Material provided:
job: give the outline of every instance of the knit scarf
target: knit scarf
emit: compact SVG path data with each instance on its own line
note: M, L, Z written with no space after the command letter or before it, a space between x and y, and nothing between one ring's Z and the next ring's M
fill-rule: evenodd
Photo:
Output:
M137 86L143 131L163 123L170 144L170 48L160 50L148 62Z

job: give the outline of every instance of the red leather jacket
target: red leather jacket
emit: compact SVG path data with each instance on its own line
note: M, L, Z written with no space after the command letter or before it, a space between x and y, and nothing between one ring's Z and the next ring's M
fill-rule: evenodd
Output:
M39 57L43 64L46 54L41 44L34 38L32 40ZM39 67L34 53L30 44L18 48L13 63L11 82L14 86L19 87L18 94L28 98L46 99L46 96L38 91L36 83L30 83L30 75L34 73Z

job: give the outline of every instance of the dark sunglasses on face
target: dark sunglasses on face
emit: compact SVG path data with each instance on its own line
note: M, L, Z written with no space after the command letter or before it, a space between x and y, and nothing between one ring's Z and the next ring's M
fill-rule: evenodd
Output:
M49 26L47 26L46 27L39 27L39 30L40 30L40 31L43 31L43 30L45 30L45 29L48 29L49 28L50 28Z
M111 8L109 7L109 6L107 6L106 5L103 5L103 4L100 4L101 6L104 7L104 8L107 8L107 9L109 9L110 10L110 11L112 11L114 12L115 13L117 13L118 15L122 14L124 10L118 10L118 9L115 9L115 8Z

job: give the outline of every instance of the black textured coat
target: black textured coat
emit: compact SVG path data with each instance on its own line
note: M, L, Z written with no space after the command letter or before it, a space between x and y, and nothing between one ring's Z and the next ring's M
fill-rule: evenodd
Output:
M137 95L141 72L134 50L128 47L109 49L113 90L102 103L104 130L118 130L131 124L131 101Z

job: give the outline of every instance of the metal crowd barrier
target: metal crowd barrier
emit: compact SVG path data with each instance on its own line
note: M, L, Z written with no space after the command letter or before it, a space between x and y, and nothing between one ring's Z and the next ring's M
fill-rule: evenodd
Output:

Written task:
All of the data shown above must be copied exactly.

Response:
job: give the outline of every instance of the knit scarf
target: knit scarf
emit: compact SVG path data with each instance on its own line
note: M, L, Z written with no space after the command letter or before it, a space between x and y, and nothing between one ring's Z and the next ring's M
fill-rule: evenodd
Photo:
Output:
M137 86L143 131L163 123L170 144L170 48L160 50L148 62Z

job: give the outline of every instance of the red leather jacket
target: red leather jacket
emit: compact SVG path data with each instance on its own line
note: M, L, Z written with no space after the command letter or before it, a space between x and y, and nothing between one ring's Z and the next ring's M
fill-rule: evenodd
Output:
M39 57L43 64L46 54L41 44L34 38L32 40ZM39 67L34 53L30 44L18 48L13 63L11 82L14 86L19 87L18 94L28 98L46 99L46 96L38 91L36 83L30 83L30 75L34 73Z

job: give the outline of every instance of the dark sunglasses on face
target: dark sunglasses on face
emit: compact SVG path data with each instance on its own line
note: M, L, Z written with no space after the command letter or before it, a space between x and y, and nothing between one ring's Z and the next ring's M
fill-rule: evenodd
Output:
M49 26L47 26L46 27L39 27L39 30L40 30L40 31L43 31L43 30L45 30L45 29L48 29L49 28L50 28Z
M111 8L109 7L109 6L107 6L106 5L103 5L103 4L100 4L101 6L104 7L104 8L107 8L107 9L109 9L110 10L110 11L112 11L114 12L115 13L117 13L118 15L122 14L124 10L118 10L118 9L115 9L115 8Z

job: give the outline of every instance of the black textured coat
target: black textured coat
emit: compact SVG path data with each instance on its own line
note: M, L, Z written with no space after the command letter or before it, a space between x and y, and nothing between one ring's Z and the next ring's M
fill-rule: evenodd
Output:
M137 95L141 72L134 50L128 47L109 49L113 90L102 103L104 130L118 130L131 124L131 101Z

job: give the outline of every instance of the metal crowd barrier
target: metal crowd barrier
emit: compact SVG path data with each instance on its own line
note: M, L, Z written with no space after the command letter or before it, a space between x and y, and nothing between one ring's Z and the next ring's M
fill-rule: evenodd
Output:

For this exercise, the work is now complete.